Dataset entries

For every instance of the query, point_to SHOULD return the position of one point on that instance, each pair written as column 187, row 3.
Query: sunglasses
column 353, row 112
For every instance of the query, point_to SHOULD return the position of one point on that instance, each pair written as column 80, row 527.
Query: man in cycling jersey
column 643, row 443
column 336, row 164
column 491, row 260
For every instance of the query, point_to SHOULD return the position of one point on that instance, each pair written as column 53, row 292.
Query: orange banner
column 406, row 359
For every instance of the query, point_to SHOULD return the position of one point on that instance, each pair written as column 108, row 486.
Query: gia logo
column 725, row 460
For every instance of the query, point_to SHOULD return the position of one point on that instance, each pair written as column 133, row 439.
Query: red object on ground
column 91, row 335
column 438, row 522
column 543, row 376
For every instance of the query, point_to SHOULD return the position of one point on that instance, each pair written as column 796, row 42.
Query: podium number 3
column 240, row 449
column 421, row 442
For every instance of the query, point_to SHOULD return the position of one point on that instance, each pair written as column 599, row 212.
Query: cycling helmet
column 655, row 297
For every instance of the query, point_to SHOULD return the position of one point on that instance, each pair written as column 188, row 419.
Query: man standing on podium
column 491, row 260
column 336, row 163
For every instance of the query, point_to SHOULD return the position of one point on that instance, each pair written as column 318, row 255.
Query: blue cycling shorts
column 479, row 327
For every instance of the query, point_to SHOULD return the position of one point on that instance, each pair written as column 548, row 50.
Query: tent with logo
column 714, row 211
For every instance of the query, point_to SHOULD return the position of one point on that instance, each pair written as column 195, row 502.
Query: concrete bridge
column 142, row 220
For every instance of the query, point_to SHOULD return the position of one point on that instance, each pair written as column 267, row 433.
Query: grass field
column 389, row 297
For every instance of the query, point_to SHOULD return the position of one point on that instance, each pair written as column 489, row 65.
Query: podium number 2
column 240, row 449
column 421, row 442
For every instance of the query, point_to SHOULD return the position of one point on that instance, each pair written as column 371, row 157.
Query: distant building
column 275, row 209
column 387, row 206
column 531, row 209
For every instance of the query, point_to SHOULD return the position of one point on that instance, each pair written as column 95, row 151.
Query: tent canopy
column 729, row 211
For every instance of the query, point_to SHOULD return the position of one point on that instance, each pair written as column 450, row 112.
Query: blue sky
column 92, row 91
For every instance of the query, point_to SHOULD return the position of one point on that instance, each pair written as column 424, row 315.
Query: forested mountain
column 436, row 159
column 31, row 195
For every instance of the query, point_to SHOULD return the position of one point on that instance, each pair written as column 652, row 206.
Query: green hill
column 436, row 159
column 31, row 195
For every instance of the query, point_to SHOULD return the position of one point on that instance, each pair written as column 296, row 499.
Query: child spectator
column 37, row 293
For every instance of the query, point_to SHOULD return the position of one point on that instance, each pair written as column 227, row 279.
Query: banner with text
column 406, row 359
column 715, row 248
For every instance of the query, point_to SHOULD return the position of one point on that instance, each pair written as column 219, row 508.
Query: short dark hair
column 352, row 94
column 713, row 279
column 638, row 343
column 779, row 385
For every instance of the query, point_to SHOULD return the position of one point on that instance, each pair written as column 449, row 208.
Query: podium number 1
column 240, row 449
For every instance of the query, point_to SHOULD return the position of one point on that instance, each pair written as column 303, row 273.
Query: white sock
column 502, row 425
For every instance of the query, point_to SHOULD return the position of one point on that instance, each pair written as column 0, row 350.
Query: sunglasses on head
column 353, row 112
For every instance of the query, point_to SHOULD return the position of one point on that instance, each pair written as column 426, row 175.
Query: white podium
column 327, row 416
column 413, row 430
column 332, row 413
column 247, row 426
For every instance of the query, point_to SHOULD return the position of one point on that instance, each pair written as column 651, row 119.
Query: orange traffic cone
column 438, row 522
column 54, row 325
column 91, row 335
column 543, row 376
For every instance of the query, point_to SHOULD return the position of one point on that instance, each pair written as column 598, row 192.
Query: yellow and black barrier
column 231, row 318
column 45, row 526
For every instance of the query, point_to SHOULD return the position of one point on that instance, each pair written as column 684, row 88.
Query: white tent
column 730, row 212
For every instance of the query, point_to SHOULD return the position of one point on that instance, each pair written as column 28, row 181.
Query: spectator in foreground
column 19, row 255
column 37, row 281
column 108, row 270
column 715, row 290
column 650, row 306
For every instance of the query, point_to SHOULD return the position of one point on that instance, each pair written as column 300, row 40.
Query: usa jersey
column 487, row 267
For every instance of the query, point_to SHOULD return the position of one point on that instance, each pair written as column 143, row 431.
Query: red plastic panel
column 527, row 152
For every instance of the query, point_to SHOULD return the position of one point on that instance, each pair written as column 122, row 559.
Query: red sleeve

• What to produce: Copy every line of the listing above verbatim, from beginning to end.

• Written answer:
For every instance of the query, point_to SHOULD return the position of one point on that instance, each pair written as column 187, row 3.
Query: sunglasses
column 353, row 112
For every instance of the query, point_to SHOULD return the position of one point on that instance, each pair written as column 80, row 527.
Query: man in cycling jersey
column 643, row 443
column 336, row 164
column 491, row 260
For every instance of the query, point_to SHOULD return the position of one point on that instance, each pair written as column 53, row 292.
Query: orange banner
column 406, row 359
For every instance of the query, point_to SHOULD return the position of one point on that instance, each pair written as column 108, row 486.
Query: gia logo
column 725, row 460
For every instance of the query, point_to SHOULD return the position of one point on that instance, each pair written as column 133, row 439.
Query: red object on ground
column 91, row 335
column 438, row 522
column 543, row 376
For every instance of the query, point_to SHOULD return the position of one point on that instance, each pair written as column 796, row 42.
Query: podium number 3
column 240, row 449
column 421, row 442
For every instance of the query, point_to SHOULD return the position of one point on that instance, each pair written as column 599, row 212.
Query: cycling helmet
column 655, row 297
For every instance of the query, point_to SHOULD return the position of one point on that instance, each pair written as column 188, row 419.
Query: man standing on podium
column 491, row 260
column 336, row 163
For every instance of the query, point_to SHOULD return the position of one point on that instance, each pair written as column 318, row 255.
Query: blue cycling shorts
column 479, row 327
For every instance of the query, point_to SHOULD return the position of one point on that instance, each pair written as column 548, row 50.
Query: tent with logo
column 714, row 211
For every instance of the query, point_to SHOULD return the position of one point on that instance, each pair written as column 195, row 502.
Query: concrete bridge
column 142, row 220
For every instance of the query, point_to SHOULD return the position of one point on that instance, each pair written as column 267, row 433.
Query: grass field
column 389, row 297
For every instance of the query, point_to SHOULD return the position of one point on that instance, each pair written as column 489, row 65.
Query: podium number 2
column 240, row 449
column 421, row 442
For every instance of the query, point_to SHOULD return the position of one point on that instance, each pair written as column 371, row 157.
Query: distant building
column 275, row 209
column 387, row 206
column 531, row 209
For every instance of the query, point_to SHOULD return the position of one point on that instance, each pair written as column 95, row 151.
Query: tent canopy
column 729, row 211
For every instance of the query, point_to SHOULD return the position of one point on that instance, each pair written as column 450, row 112.
Query: blue sky
column 92, row 91
For every instance of the query, point_to SHOULD return the position of one point on that instance, each pair written as column 424, row 315.
Query: forested mountain
column 436, row 159
column 31, row 195
For every instance of the query, point_to SHOULD return the position of one point on that instance, each pair written as column 652, row 206.
Query: green hill
column 436, row 159
column 31, row 195
For every instance of the query, point_to SHOULD return the position of one point on that instance, each pair written as column 296, row 499.
Query: child spectator
column 37, row 293
For every instance of the query, point_to SHOULD return the position of one point on that instance, each pair written as column 227, row 279.
Query: banner with text
column 406, row 359
column 715, row 248
For every instance of the query, point_to SHOULD return the position of one point on that instance, each pair written as column 219, row 508.
Query: short dark hair
column 352, row 94
column 713, row 279
column 638, row 343
column 779, row 385
For every instance of the query, point_to SHOULD return the position of one point on that instance, each pair written as column 449, row 208.
Query: podium number 1
column 240, row 449
For every instance of the query, point_to SHOULD return the position of one point on that instance, each pair written as column 303, row 273.
Query: white sock
column 502, row 425
For every instance of the query, point_to SHOULD return the position of one point on that instance, each pair written as column 0, row 350.
Query: sunglasses on head
column 353, row 112
For every instance of the query, point_to SHOULD return the position of one point on that instance, each pair written as column 426, row 175.
Query: white podium
column 327, row 416
column 413, row 430
column 332, row 413
column 247, row 426
For every instance of the query, point_to SHOULD return the position of one point on that instance, each pair written as column 651, row 119.
Query: orange traffic cone
column 438, row 522
column 54, row 325
column 91, row 335
column 543, row 376
For every instance of the query, point_to SHOULD return the position of one point on that instance, each pair written as column 598, row 192.
Query: yellow and black barrier
column 231, row 318
column 45, row 526
For every instance of the query, point_to SHOULD return the position of one point on that instance, each pair written as column 684, row 88.
Query: white tent
column 730, row 212
For every instance of the query, point_to SHOULD return the position of one point on that instance, each pair written as column 28, row 181.
Query: spectator in foreground
column 19, row 255
column 37, row 281
column 108, row 270
column 715, row 290
column 650, row 306
For every instance of the query, point_to SHOULD return the position of one point on that instance, each pair written as column 300, row 40.
Query: usa jersey
column 487, row 267
For every instance of the query, point_to SHOULD return the position of one point on that instance, each pair written as column 143, row 431.
Query: red plastic panel
column 527, row 152
For every instance of the query, point_to SHOULD return the position of one point on that instance, each pair written as column 122, row 559.
Query: red sleeve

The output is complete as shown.